TEXTO SELECCIONADO

::::::

El “Cenáculo” antes de la venida del Espíritu Santo, recuerda la sintonía con la oración y actitudes de María. Por esto, “como los Apóstoles después de la Ascensión de Cristo, la Iglesia debe reunirse en el Cenáculo con «María, la madre de Jesús » (Hech 1, 14), para implorar el Espíritu y obtener fuerza y valor para cumplir el mandato misionero. También nosotros, mucho más que los Apóstoles, tenemos necesidad de ser transformados y guiados por el Espíritu” (RMi 92).

 

Todos los fieles que participan en el cenáculo eucarístico, “esforzándose por tener los mismos sentimientos de María, ayudan a toda la comunidad a vivir como ofrenda viva, agradable al Padre” (SCa 96). En esta tarea de comunión eclesial responsable se inserta especialmente el ministro ordenado.

 

La esperanza es confianza en la presencia de Cristo resucitado y está personifica en Él, “nuestra esperanza” (1Tim 1,1). Pero es también tensión de Iglesia peregrina que, en el itinerario hacia el encuentro definitivo con Cristo y en medio de las pruebas históricas,  sigue a “la mujer vestida de sol” (Apoc 12,1) y se siente identificada con ella. Las pruebas históricas producen, a veces, serias heridas, pero la “esposa” de Cristo sabe “blanquear su túnica en la sangre del Cordero” (Apoc 7,14) para hacerse transparencia del Señor.

::::::

Registros de un conjunto de datos
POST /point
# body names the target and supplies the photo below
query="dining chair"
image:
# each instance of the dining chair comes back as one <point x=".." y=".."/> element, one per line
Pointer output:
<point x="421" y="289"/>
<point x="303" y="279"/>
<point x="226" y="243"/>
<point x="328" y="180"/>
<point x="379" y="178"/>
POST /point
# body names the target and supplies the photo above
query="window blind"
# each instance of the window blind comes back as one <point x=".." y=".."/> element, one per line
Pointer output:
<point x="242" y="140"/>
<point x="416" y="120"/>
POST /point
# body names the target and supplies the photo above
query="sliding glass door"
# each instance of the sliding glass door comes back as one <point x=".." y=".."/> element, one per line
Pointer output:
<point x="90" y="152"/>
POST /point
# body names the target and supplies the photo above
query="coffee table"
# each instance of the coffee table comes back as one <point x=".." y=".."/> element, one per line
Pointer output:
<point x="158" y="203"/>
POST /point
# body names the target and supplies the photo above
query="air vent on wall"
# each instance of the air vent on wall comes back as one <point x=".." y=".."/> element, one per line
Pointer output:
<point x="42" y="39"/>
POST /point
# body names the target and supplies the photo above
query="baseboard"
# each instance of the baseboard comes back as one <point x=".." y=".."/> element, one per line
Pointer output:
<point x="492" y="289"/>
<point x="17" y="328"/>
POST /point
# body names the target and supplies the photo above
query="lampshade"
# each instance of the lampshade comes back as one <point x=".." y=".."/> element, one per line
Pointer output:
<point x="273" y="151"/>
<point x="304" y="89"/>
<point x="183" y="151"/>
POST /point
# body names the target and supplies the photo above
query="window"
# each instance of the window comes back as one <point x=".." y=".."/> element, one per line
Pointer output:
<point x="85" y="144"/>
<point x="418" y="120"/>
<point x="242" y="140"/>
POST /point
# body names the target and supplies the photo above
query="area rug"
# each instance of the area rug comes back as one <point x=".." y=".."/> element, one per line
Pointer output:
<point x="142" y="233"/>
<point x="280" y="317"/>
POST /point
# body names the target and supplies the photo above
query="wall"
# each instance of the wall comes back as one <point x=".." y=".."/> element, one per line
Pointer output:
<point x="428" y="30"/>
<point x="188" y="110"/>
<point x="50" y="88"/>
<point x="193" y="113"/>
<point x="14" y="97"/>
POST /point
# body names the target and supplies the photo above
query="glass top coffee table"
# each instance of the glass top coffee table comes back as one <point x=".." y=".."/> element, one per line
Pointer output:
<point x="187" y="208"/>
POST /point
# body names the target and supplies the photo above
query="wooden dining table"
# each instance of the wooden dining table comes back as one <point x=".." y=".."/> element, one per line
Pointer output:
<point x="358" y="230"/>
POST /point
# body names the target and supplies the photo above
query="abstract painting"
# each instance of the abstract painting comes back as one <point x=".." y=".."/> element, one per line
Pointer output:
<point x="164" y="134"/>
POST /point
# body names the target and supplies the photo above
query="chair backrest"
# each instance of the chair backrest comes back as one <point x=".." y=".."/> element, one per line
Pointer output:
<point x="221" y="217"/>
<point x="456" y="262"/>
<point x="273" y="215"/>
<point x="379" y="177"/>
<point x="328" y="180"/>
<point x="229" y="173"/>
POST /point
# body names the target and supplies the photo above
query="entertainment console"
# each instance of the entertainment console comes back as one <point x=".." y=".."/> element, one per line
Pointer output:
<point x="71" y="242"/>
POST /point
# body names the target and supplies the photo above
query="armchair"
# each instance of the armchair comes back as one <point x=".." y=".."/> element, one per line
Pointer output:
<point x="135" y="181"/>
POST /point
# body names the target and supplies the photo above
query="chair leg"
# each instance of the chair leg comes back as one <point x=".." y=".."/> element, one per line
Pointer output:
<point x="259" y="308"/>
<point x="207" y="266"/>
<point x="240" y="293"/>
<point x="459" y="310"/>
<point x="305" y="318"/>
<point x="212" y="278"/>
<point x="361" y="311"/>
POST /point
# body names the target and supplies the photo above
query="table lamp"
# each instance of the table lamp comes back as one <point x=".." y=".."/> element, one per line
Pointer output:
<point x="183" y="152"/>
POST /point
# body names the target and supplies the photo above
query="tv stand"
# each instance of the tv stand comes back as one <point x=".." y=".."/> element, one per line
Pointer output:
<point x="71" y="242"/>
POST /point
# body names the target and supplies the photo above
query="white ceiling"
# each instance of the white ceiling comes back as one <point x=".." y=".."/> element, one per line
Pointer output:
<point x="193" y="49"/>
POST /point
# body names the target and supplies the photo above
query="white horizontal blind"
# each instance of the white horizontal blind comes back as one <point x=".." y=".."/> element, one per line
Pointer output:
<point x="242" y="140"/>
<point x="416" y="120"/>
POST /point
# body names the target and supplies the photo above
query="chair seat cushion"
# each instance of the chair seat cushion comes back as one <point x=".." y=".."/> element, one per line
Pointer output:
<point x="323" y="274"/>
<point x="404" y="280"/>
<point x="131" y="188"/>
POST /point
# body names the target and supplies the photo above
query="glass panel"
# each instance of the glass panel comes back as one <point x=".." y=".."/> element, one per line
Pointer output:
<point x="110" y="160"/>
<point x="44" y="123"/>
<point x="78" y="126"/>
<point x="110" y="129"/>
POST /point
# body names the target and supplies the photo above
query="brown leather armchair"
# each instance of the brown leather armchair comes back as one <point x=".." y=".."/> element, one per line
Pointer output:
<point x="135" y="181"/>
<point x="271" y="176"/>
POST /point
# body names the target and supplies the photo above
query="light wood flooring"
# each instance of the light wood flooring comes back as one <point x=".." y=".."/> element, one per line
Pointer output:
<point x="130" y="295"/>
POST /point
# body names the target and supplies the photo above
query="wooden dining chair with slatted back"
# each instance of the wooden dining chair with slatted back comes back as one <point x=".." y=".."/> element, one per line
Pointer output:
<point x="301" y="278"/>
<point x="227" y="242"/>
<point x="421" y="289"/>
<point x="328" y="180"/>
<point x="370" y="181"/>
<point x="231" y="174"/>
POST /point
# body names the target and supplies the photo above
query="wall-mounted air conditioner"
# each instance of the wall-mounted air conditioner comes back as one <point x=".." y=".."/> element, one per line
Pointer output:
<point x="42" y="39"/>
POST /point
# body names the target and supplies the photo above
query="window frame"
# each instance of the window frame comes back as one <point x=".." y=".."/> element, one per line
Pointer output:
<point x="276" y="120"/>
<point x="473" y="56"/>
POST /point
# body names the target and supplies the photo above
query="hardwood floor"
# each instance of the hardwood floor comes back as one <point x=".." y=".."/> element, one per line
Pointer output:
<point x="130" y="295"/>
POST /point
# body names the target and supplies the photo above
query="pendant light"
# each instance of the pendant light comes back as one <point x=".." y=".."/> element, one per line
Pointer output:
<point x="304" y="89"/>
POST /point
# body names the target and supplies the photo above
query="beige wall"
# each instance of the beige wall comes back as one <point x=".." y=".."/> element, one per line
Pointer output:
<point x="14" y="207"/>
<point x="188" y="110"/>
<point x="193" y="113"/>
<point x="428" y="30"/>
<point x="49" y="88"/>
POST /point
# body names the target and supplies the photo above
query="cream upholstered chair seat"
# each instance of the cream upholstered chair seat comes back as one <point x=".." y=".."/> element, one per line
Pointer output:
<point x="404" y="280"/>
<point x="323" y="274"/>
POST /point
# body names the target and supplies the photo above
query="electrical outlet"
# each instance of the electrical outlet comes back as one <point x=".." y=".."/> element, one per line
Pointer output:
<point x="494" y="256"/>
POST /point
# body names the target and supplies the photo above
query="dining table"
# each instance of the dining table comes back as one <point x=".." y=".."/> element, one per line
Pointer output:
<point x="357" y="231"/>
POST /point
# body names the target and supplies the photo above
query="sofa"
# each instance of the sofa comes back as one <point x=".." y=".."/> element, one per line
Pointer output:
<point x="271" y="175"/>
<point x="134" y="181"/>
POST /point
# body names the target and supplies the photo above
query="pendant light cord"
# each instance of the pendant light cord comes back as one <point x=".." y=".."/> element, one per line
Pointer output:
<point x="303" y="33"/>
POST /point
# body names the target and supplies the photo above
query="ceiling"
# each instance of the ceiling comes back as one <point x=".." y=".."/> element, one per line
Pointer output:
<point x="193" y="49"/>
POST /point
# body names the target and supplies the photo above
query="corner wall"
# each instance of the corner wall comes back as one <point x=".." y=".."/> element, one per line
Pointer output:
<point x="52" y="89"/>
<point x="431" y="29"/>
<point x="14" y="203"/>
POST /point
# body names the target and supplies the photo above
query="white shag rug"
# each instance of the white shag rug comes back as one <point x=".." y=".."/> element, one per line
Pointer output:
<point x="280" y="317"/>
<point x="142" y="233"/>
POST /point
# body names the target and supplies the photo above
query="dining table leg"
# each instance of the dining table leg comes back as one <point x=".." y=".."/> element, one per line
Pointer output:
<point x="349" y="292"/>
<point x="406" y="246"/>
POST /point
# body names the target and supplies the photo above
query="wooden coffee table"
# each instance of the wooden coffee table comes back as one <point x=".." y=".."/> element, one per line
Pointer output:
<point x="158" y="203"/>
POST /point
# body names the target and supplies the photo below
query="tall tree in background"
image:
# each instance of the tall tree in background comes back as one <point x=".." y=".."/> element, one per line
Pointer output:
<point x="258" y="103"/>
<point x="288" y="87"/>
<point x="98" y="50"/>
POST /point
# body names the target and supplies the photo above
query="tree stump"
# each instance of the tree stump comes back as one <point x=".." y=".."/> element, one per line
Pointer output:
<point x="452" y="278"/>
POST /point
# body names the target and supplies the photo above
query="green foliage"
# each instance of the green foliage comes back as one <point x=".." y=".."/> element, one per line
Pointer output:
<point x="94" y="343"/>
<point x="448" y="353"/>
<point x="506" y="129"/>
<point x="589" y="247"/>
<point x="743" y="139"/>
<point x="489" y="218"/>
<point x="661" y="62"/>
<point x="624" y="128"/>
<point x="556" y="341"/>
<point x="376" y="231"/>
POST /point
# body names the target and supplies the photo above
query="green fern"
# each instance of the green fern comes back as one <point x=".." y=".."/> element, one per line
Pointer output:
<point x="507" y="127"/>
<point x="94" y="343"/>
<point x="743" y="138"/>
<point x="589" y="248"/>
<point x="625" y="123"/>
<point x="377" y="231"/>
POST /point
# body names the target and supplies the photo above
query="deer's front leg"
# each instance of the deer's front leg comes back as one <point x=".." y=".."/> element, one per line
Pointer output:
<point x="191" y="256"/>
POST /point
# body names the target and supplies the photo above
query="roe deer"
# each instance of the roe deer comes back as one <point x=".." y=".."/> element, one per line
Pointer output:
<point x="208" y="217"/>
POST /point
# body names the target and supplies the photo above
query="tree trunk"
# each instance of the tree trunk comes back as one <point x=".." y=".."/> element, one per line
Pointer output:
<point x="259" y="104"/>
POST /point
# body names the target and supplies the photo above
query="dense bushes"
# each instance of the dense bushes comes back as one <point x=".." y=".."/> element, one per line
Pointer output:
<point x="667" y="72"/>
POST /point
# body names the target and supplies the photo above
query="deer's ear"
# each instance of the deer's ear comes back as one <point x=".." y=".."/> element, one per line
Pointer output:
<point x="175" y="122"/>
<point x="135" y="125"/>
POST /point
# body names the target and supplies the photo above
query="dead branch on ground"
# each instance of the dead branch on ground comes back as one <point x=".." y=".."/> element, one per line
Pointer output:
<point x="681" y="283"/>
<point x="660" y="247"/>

::::::

TAREAS POR REALIZAR
a) En el texto sobre el Cenáculo, ¿con quién debe reunirse la Iglesia en el Cenáculo?
b) Indica si cada afirmación concuerda con el texto sobre el Cenáculo y cita las palabras que lo deciden: (i) los fieles que participan en el cenáculo eucarístico ayudan a la comunidad a vivir como ofrenda viva; (ii) las pruebas históricas nunca causan heridas; (iii) la Iglesia peregrina sigue a la mujer vestida de sol.
c) Escribe la continuación del texto sobre el Cenáculo a partir de su última oración.

RESPUESTAS DEL EJERCICIO
a) Con «María, la madre de Jesús».

b)
(i) Sí: «ayudan a toda la comunidad a vivir como ofrenda viva, agradable al Padre».
(ii) No: «Las pruebas históricas producen, a veces, serias heridas».
(iii) Sí: «sigue a “la mujer vestida de sol” (Apoc 12,1)».

c)
 

La acción ministerial participa de la realidad de Cristo, “grano de trigo caído y muerto en tierra” (Jn 12,24). Se siembra y se hunde en el surco, sin lógica humana, a la sorpresa de Dios. El discipulado misionero, mientras participa de la suerte de Cristo, al pie de la cruz con María, comparte también su triunfo: “Os he destinado para que vayáis y deis fruto, y que vuestro fruto permanezca” (Jn 15,16). María, por pertenecer virginal y esposalmente a Cristo (“Sponsa Verbi”), es la Madre más fecunda.

 

La acción apostólica, según la explicación de Jesús, es una “maternidad” que pasa por el sufrimiento, esperando llegar al gozo de la fecundidad. El secreto consiste en la actitud materna de sufrir amando. Este “gozo de la esperanza” (Rom 12,12) nadie nos lo podrá arrebatar  (cfr. Jn 16,21-22). “Formar a Cristo” en los demás (Gal 4,19), es un proceso de “dolores de parto”, para transformar las dificultades en la verdad de la donación, “esperando contra toda humana esperanza” (Rom 4,18).

 

 

2. Dejarse sorprender por Cristo resucitado presente

 

No sabemos si el Señor se apareció a su Madre en particular. Estaría en el Cenáculo del día de Pascua, como lo estuvo con los discípulos esperando Pentecostés (cfr. Hech 1,14).  Ella vivía de la fe en la persona y el mensaje pascual de Jesús, quien había dicho repetidamente que resucitaría. Las palabras de Jesús son vivas y llegan más al corazón cuando se vive en sintonía con él, sin necesidad de signos extardinadrios. Si al discípulo amado, le bastaron unos signos pobres (como el sepulcro vacío o los lienzos por el suelo y el sudario plegado) para suscitar su fe (cfr. Jn 20,8), a María le bastaba recordar y “contemplar en su corazón” (Lc 2,19.51) los gestos y las palabras de Jesús (cfrf. Lc 1,45; Jn 20,29).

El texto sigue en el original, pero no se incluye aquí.